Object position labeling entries
▬▬▬▬▬▬▬▬▬▬

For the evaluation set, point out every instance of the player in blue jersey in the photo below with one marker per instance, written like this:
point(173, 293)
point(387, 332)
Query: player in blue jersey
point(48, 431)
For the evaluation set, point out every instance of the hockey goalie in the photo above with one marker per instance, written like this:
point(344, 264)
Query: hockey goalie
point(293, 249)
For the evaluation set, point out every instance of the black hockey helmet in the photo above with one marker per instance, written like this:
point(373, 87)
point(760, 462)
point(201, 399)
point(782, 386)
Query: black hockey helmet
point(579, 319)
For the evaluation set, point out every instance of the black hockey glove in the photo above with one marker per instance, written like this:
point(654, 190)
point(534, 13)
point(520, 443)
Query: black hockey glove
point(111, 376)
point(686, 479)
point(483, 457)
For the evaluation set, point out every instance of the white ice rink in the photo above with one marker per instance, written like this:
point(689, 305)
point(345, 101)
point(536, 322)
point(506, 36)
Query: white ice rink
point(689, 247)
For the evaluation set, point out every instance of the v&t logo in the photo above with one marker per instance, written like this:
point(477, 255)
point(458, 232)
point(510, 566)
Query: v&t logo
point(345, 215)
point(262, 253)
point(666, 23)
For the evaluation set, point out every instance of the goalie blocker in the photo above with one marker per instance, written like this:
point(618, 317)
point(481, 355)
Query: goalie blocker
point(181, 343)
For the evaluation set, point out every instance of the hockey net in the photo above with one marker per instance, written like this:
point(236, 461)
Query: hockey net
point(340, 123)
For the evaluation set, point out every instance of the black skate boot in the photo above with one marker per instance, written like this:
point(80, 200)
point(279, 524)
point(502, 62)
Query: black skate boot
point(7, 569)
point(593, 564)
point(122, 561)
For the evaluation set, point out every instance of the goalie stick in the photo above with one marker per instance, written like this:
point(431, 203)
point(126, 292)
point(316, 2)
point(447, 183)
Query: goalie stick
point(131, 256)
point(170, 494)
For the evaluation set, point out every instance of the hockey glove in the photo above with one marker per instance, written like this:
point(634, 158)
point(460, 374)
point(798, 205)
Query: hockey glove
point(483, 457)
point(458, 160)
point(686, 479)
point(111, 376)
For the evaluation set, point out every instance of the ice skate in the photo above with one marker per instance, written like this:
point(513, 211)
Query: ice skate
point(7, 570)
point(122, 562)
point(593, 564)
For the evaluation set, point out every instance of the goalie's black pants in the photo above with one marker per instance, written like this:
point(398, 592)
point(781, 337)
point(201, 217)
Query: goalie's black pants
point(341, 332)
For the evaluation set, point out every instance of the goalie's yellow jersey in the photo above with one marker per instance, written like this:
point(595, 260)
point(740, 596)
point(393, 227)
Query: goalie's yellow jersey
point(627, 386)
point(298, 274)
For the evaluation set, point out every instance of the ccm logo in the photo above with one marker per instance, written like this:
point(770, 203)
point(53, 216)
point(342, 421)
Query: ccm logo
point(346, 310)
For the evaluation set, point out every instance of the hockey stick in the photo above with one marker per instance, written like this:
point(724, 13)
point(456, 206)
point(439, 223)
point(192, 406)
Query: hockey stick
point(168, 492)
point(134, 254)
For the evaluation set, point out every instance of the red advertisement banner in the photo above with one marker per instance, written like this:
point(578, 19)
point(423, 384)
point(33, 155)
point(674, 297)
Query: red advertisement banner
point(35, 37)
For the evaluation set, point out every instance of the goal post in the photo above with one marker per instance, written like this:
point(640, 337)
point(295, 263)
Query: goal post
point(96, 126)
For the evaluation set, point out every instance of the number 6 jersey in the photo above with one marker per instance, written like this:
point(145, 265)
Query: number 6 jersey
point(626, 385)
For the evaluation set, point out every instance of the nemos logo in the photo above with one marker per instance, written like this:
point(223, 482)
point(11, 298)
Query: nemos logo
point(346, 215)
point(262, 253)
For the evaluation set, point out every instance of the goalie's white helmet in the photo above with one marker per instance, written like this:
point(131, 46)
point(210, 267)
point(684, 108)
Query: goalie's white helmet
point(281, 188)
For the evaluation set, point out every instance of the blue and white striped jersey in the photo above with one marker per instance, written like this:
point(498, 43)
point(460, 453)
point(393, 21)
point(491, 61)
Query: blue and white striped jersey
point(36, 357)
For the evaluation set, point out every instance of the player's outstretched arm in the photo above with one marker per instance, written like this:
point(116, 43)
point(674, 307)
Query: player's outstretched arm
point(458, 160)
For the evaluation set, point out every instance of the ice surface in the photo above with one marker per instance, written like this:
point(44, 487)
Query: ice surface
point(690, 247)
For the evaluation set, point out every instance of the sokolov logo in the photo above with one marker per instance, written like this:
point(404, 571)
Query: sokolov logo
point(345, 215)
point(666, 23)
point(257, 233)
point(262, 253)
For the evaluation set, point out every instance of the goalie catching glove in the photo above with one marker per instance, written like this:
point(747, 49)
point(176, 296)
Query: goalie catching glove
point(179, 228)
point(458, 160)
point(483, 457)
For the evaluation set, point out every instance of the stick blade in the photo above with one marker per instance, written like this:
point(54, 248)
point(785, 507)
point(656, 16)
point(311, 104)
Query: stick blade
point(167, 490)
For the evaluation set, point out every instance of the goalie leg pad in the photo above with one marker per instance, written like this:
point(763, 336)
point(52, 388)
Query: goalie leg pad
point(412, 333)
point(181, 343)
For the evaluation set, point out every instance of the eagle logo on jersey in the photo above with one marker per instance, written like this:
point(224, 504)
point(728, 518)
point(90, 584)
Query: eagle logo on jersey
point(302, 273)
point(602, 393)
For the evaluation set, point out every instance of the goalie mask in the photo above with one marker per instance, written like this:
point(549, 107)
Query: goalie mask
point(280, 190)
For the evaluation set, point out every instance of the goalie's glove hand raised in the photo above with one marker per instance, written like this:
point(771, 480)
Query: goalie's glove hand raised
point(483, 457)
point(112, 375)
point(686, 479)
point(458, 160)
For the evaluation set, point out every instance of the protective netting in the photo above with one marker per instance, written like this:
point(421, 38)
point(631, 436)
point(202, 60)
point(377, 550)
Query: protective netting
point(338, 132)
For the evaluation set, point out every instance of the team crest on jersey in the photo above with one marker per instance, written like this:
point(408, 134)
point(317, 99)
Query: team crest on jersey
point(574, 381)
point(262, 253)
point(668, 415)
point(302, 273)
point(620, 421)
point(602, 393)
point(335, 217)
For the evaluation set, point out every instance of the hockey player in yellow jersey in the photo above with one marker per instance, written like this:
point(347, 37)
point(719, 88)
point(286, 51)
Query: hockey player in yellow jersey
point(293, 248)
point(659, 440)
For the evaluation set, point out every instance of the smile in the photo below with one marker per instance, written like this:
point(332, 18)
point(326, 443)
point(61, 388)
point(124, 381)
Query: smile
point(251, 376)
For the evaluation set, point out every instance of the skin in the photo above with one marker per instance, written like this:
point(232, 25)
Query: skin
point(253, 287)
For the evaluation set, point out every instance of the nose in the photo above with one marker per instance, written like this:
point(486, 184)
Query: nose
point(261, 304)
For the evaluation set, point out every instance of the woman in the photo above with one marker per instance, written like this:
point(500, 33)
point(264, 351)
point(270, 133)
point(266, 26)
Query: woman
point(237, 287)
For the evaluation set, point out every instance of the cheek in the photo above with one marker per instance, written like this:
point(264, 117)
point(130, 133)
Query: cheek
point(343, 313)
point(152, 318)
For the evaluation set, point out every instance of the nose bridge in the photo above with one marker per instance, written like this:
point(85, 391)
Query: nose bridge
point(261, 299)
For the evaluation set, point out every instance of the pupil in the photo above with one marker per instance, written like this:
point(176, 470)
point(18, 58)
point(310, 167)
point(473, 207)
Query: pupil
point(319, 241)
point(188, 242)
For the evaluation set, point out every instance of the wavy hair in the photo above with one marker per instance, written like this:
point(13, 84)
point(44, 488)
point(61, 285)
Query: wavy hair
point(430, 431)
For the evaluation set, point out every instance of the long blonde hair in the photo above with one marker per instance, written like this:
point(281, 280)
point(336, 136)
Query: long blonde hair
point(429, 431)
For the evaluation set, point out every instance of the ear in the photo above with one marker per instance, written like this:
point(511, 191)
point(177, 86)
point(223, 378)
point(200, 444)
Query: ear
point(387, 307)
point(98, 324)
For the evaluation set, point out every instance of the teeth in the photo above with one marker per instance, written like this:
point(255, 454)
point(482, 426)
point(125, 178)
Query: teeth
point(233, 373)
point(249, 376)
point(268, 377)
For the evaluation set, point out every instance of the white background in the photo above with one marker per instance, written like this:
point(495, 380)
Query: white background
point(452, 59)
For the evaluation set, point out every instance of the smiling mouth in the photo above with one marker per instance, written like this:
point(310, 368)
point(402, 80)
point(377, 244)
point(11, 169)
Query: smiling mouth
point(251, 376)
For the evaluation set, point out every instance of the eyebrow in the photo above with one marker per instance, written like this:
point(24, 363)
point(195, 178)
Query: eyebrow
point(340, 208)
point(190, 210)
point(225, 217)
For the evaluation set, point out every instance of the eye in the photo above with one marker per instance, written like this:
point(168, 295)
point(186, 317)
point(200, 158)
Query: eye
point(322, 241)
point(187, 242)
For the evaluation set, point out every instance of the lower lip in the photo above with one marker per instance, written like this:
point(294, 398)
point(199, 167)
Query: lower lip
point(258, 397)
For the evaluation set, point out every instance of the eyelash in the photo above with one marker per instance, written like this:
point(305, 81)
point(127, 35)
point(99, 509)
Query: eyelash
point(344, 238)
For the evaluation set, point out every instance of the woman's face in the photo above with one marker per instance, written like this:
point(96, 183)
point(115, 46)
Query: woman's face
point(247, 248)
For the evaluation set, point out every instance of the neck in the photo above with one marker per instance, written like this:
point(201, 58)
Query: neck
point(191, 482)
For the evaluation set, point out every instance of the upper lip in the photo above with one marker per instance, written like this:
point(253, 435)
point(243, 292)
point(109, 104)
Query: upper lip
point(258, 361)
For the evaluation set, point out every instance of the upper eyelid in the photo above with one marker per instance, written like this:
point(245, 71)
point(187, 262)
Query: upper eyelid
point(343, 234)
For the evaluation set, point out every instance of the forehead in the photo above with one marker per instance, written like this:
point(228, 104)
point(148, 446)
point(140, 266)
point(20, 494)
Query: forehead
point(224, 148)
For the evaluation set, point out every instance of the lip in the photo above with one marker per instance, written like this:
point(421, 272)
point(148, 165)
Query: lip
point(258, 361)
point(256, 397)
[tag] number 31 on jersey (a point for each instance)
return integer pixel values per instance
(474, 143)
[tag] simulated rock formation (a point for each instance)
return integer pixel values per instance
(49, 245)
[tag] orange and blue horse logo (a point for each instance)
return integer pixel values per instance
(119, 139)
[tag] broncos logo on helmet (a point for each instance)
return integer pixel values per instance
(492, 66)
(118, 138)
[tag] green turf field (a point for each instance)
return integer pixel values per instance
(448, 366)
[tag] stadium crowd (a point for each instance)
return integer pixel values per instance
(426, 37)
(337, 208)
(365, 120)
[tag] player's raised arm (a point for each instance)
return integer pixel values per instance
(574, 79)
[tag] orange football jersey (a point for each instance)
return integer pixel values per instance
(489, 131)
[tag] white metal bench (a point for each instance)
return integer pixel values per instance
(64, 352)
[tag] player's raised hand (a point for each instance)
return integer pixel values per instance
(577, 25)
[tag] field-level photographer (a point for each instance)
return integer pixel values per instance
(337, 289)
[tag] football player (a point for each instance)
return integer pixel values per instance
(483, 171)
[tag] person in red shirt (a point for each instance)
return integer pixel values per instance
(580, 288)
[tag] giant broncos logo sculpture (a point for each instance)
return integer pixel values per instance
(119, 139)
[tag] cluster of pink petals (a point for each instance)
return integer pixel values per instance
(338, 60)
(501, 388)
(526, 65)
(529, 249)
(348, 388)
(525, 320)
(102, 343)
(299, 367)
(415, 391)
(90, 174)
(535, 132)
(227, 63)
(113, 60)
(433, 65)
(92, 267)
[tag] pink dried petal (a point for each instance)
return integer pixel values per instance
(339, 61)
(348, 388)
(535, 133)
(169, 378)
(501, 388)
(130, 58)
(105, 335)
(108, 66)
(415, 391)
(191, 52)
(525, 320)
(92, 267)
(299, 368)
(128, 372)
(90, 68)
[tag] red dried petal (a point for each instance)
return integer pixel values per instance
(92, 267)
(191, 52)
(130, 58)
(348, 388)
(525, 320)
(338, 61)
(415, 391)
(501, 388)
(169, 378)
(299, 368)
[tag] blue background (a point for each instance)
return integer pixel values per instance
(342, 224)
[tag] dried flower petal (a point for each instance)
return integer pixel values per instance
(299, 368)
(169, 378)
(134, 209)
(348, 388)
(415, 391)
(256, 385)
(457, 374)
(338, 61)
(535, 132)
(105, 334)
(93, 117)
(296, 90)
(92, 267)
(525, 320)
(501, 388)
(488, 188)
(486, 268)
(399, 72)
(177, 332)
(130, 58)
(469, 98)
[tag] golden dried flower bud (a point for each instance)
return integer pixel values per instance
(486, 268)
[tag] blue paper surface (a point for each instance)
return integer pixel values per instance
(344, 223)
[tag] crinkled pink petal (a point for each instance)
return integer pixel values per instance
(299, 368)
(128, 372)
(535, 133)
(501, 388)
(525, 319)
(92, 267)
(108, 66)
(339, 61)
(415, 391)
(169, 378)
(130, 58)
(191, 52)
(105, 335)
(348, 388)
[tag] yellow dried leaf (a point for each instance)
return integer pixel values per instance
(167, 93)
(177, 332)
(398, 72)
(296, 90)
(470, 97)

▬▬▬▬▬▬▬▬▬▬

### Given exercise
Quote the records above verbatim, from the start of the records through the line that contains "point(293, 249)", including that line.

### Exercise output
For the evaluation set, point out every instance of the player in blue jersey in the photo below with one marker per instance, written like this:
point(173, 293)
point(387, 332)
Query: player in blue jersey
point(48, 431)
For the evaluation set, point out every instance of the hockey goalie in the photo above with one marker per instance, written like this:
point(344, 264)
Query: hockey goalie
point(293, 249)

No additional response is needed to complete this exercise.